→ TEXTE FOURNI:
_ _ _

Ce n'est pas forcément simple, mais c'est forcément nécessaire.

 

Comme dans toutes les épreuves, il y a les hommes ( et les femmes ) de bonne volonté, ceux qui comprennent, les vrais solidaires, ceux qui renoncent pour un temps à leur individualisme forcené. Ils sont nombreux, ils sont discrets, ils sont ceux qui maintiennent coûte que coûte notre foi en l'humanité.

 

Mais les autres ?

 

Ceux qui obligent nos maires à prendre chaque jour des mesures plus contraignantes pour qu'on n'enfreigne pas la loi, boucler des promenades, fermer des parcs, interdire des remparts, imposer des mesures draconiennes d'hygiène à l'entrée des commerces, ceux qui obligent nos gouvernants à répéter inlassablement qu'il faut rester chez soi, ceux qui font venir à la barre nos médecins, éberlués de voir que le seul soutien de la population est de les applaudir aux fenêtres.

 

Ceux-là vous disent : Il fait si beau ! comme si la météo réglait nos vies, et justifiait à elle seule qu'on en prît à son aise avec les consignes d'hygiène et de sécurité. Ceux-là vous disent qu'ils vont bien, et qu'après tout, une petite balade au soleil entre amis, ou un petit apéro, comme avant, dans le jardin, ou un badmington sur les quais n'ont jamais fait de mal à personne. Ils sont de plus en plus nombreux, le week-end, à enfreindre une loi dont le premier but, et le seul peut-être, est de les protéger, et de protéger les autres.

 

Quel égocentrisme que de tracer autour de sa petite existence ses propres règles, ignorant celles qui régissent une nation ! Quelle bêtise de croire que chaque petite entorse ne causera pas une tragédie future !

 

Je suis mère d'un homme qui travaille au SAMU d'Ile de France. Les nouvelles sont certes un peu meilleures, mais pas du tout rassurantes. Les médecins s'insurgent de sacrifier leur vies, quand une partie de la population s'amuse. Comme avant. Comme avant ! Parce que ça n'arrive qu'aux autres, parce que même si ça doit m'arriver, eh bien tant pis, ça m'arrivera. Oui, si ça n'arrivait qu'à vous, mais votre négligence , votre désobéissance, coûteront peut-être la vie à d'autres qui, eux, respectaient la loi.

_ _ _

→ DONNÉES À UTILISER:
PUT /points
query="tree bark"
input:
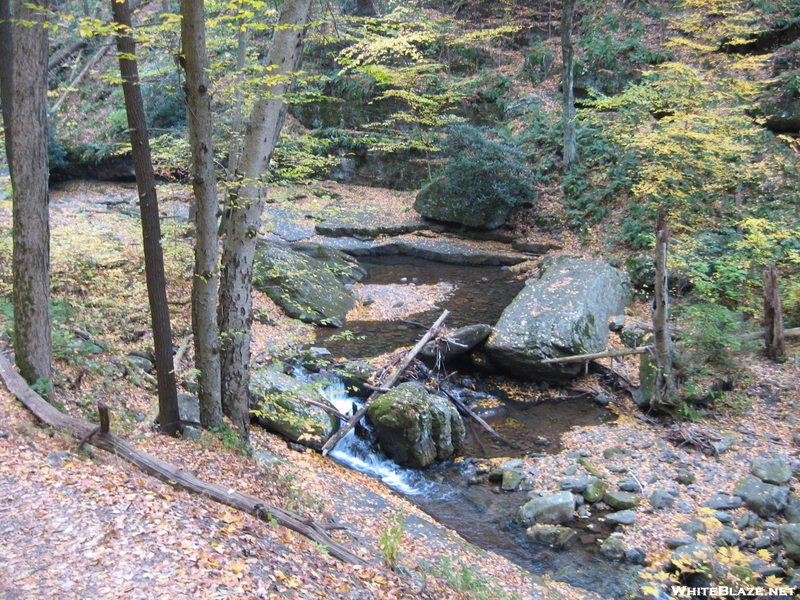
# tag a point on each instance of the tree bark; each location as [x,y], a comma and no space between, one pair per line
[24,88]
[169,419]
[100,437]
[204,183]
[774,337]
[666,393]
[567,82]
[246,204]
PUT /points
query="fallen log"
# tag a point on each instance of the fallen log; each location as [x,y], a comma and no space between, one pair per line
[100,437]
[757,335]
[384,385]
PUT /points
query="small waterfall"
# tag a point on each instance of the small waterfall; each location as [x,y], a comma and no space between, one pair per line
[358,455]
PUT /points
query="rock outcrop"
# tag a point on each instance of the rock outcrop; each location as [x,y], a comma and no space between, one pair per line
[563,313]
[302,286]
[416,428]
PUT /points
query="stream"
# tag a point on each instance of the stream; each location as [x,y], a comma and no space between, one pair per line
[481,514]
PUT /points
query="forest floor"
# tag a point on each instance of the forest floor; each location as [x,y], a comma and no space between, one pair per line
[83,524]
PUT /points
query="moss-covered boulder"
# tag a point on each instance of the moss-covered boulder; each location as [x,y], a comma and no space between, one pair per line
[277,403]
[438,201]
[563,313]
[416,428]
[302,286]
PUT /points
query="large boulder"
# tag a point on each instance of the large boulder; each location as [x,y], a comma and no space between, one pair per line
[552,510]
[563,313]
[341,265]
[277,403]
[300,285]
[437,201]
[416,428]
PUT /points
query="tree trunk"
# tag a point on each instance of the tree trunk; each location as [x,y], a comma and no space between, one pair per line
[238,249]
[365,8]
[204,183]
[666,394]
[169,419]
[568,91]
[775,340]
[24,89]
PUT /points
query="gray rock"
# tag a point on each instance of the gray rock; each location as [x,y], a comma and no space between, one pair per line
[511,479]
[612,548]
[635,556]
[661,499]
[574,484]
[723,502]
[189,409]
[694,555]
[694,527]
[416,428]
[552,535]
[677,542]
[622,500]
[563,313]
[459,342]
[623,517]
[790,538]
[684,477]
[277,405]
[629,484]
[792,510]
[303,287]
[436,201]
[728,537]
[553,509]
[764,499]
[595,490]
[772,470]
[340,264]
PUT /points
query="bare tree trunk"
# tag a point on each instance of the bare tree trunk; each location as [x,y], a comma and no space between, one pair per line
[169,419]
[236,118]
[568,91]
[666,394]
[24,88]
[245,209]
[204,183]
[775,340]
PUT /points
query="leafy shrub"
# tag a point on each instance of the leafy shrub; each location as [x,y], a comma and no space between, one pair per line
[482,171]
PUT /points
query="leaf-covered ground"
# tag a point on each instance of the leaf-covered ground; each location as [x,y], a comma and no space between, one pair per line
[82,524]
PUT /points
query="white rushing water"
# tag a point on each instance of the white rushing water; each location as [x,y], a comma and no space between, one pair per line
[357,454]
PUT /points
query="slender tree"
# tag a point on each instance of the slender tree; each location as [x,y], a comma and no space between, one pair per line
[23,70]
[568,85]
[246,204]
[204,183]
[168,415]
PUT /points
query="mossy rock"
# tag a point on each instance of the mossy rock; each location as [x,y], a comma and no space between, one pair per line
[278,406]
[416,428]
[302,286]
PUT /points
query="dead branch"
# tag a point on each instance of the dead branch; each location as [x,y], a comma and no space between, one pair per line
[166,472]
[642,349]
[390,381]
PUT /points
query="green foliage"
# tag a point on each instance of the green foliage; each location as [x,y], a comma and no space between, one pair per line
[391,538]
[485,172]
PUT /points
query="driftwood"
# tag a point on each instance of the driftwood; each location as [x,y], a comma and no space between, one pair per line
[102,438]
[757,335]
[390,381]
[472,415]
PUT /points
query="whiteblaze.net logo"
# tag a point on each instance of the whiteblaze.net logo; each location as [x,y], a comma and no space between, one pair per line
[680,591]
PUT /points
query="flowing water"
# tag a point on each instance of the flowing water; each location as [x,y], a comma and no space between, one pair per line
[481,514]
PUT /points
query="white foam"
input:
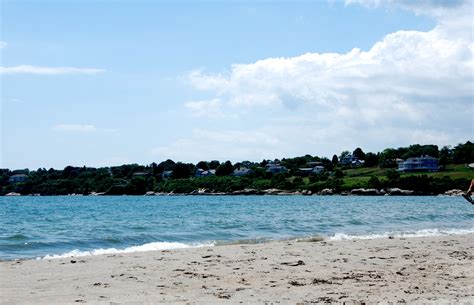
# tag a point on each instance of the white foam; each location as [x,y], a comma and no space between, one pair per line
[155,246]
[404,234]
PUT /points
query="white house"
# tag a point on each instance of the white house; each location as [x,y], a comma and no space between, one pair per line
[18,178]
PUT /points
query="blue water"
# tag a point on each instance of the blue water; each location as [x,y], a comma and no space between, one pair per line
[32,227]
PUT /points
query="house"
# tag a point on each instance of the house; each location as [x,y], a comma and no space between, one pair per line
[140,174]
[352,161]
[239,172]
[423,163]
[275,168]
[18,178]
[306,171]
[204,173]
[167,174]
[318,169]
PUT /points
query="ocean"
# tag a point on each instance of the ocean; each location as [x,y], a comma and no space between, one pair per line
[63,226]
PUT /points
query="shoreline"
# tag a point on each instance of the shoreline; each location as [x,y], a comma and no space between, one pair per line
[414,269]
[358,192]
[170,246]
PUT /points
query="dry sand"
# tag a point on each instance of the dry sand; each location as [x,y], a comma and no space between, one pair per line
[412,270]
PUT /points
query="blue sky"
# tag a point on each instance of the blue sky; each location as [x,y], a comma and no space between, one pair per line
[102,83]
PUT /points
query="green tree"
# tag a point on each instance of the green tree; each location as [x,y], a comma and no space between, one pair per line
[359,153]
[225,169]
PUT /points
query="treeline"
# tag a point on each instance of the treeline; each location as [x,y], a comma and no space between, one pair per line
[178,177]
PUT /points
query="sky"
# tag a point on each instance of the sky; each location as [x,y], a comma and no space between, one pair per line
[103,83]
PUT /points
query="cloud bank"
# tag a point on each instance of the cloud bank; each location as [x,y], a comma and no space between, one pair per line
[410,87]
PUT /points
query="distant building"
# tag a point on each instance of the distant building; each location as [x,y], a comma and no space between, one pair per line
[167,174]
[276,168]
[141,174]
[242,172]
[351,160]
[306,171]
[423,163]
[204,173]
[18,178]
[318,169]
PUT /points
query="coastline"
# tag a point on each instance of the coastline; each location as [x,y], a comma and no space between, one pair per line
[415,269]
[274,192]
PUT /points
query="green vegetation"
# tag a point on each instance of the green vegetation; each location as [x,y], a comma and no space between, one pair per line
[378,171]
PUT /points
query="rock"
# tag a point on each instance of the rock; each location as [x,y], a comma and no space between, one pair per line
[96,194]
[271,191]
[365,192]
[246,192]
[13,194]
[327,192]
[454,192]
[399,192]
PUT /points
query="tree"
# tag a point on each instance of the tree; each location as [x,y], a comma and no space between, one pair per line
[359,153]
[181,171]
[338,173]
[344,154]
[445,156]
[374,182]
[371,159]
[225,169]
[214,164]
[393,176]
[203,165]
[464,153]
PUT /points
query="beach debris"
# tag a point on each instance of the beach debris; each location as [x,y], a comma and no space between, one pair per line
[293,264]
[317,281]
[222,295]
[296,283]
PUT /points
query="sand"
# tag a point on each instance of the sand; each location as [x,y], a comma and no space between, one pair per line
[412,270]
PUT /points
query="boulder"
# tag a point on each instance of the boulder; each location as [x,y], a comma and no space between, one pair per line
[327,192]
[365,192]
[246,192]
[399,192]
[271,191]
[454,192]
[13,194]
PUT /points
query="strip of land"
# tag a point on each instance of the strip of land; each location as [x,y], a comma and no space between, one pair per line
[414,270]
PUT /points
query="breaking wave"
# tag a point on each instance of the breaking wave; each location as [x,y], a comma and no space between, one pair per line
[154,246]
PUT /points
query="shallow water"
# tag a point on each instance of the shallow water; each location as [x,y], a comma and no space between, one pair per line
[32,227]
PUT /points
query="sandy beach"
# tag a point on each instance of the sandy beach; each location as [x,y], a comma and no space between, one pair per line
[413,270]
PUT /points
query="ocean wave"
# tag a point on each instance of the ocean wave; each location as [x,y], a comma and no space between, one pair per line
[154,246]
[404,234]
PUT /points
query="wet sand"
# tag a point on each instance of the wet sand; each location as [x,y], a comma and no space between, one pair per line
[413,270]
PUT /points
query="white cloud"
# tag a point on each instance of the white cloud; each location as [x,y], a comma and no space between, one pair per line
[26,69]
[75,127]
[207,108]
[409,87]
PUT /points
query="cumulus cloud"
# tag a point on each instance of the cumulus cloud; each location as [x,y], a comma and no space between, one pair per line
[208,109]
[27,69]
[409,87]
[75,127]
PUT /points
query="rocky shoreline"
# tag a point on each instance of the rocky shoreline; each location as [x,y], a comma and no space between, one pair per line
[278,192]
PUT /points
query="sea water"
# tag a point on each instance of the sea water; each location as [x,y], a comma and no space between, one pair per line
[48,227]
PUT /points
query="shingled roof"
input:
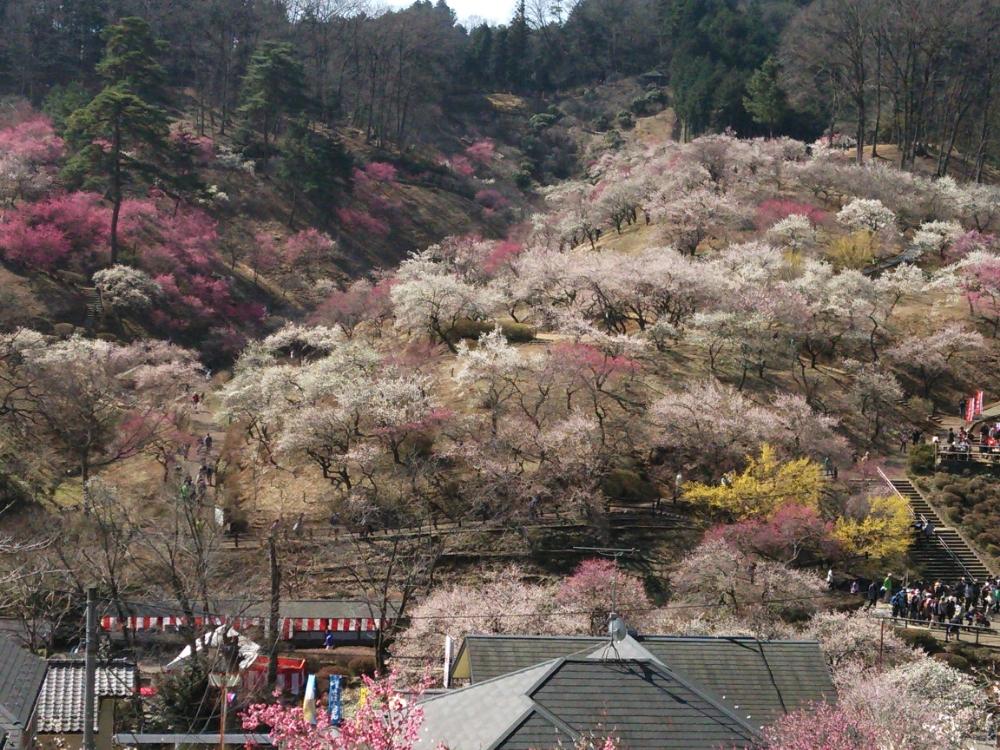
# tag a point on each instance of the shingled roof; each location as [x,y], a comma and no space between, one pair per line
[624,691]
[21,676]
[61,705]
[761,679]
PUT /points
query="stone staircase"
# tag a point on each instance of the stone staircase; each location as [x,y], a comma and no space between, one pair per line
[947,555]
[94,309]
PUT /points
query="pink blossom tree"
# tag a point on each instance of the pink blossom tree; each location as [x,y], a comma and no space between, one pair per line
[306,248]
[361,302]
[357,221]
[979,282]
[774,210]
[821,726]
[34,140]
[790,532]
[598,587]
[501,602]
[726,581]
[491,200]
[385,720]
[101,402]
[482,151]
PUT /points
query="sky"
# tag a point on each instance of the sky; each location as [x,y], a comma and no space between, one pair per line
[494,11]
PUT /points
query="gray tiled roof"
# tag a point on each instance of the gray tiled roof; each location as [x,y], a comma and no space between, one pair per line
[760,679]
[21,676]
[646,706]
[318,608]
[638,700]
[60,707]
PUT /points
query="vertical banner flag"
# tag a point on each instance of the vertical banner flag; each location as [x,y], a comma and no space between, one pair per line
[309,702]
[334,704]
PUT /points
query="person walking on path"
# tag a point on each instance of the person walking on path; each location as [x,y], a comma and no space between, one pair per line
[872,595]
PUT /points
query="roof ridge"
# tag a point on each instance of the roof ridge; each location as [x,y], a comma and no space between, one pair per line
[638,638]
[505,675]
[707,694]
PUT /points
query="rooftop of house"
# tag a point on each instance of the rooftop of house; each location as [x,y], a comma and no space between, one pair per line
[61,705]
[761,679]
[624,691]
[21,677]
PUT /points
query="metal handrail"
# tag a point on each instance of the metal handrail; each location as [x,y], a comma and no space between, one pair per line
[929,625]
[937,538]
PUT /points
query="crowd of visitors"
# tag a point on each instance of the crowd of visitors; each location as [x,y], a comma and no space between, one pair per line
[966,602]
[988,440]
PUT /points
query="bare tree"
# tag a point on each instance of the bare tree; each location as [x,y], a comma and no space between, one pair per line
[389,571]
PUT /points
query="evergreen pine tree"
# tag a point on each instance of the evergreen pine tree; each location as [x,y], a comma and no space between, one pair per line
[273,87]
[517,48]
[765,101]
[121,132]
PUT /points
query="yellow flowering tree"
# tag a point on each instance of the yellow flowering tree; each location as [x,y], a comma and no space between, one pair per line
[764,486]
[883,531]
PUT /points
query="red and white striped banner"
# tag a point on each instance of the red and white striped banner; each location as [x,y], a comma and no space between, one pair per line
[289,625]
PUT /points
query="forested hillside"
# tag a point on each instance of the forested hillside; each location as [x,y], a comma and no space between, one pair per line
[641,309]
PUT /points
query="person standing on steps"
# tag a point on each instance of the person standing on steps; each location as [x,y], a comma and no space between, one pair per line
[872,595]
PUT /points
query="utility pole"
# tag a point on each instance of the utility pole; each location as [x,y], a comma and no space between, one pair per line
[90,671]
[273,618]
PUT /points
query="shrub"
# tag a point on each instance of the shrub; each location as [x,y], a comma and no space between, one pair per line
[360,665]
[627,486]
[955,661]
[770,212]
[466,328]
[649,103]
[542,121]
[853,251]
[921,459]
[491,199]
[920,639]
[625,120]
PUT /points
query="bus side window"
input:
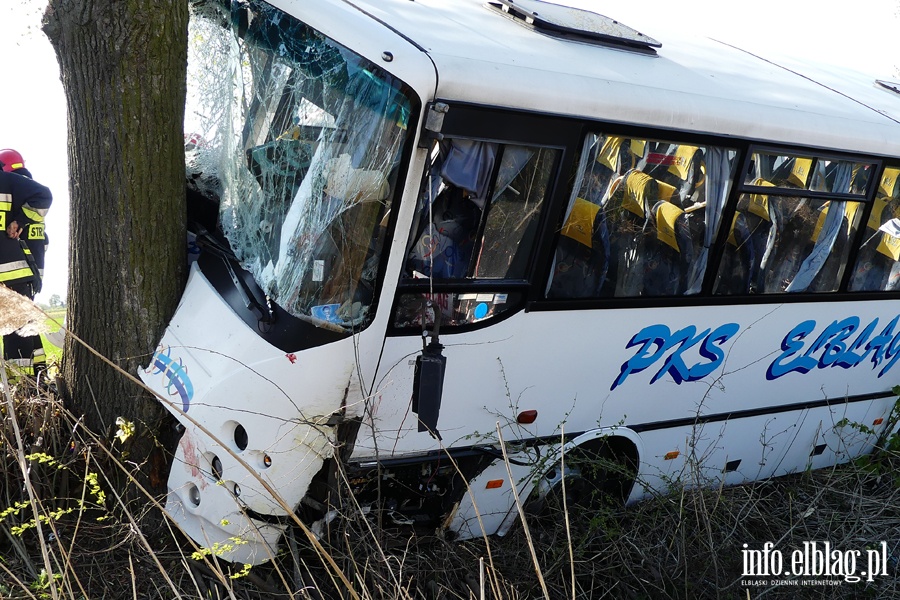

_ _ _

→ CONSIGNE 1:
Relevez dans les entrées ci-dessus chaque ligne qui contient la chaîne « hillside », puis recopiez-la telle quelle.
→ CONSIGNE 2:
Reprenez le texte sur ceux qui enfreignent la consigne de rester chez soi et poursuivez-le à partir de sa dernière phrase.

→ RÉPONSE RÉDIGÉE 1:
query="forested hillside"
# tag a point on each instance of the forested hillside; each location as [x,y], a comma and no space between, one pair per line

→ RÉPONSE RÉDIGÉE 2:
 

Non, les hommes ne changeront jamais, et on reverra après cette crise sanitaire d'une ampleur jamais vue, les égarements de l'après-guerre, où l'on s'empressa d'oublier ce qui aurait dû se graver en nous comme un avertissement ultime. Le monde redeviendra ce qu'il était, peuplé de gens dont le fléau aura aiguisé les consciences - espérons que nos politiques seront du lot - et d'une majorité qui fondera sa survie sur l'oubli. Parce que c'est ce que l'Histoire nous révèle de l'humanité. Si l'on n'est pas capable de rester chez soi un temps défini, si l'on n'est pas capable d'en comprendre la nécessité, on croira toujours que les météorites nous frôleront sans jamais nous toucher.

 

Je désespère d'écrire cela, mais le petit groupe d'amis qui rigolent sous mes fenêtres en cet instant, le visage levé vers le soleil, la casquette en arrière , les filles découvrant leurs bras pour bronzer à la lumière d'avril, me donnent une irrésistible nausée. Et je pense que celui qui a écrit Le dormeur du Val partagerait ce sentiment.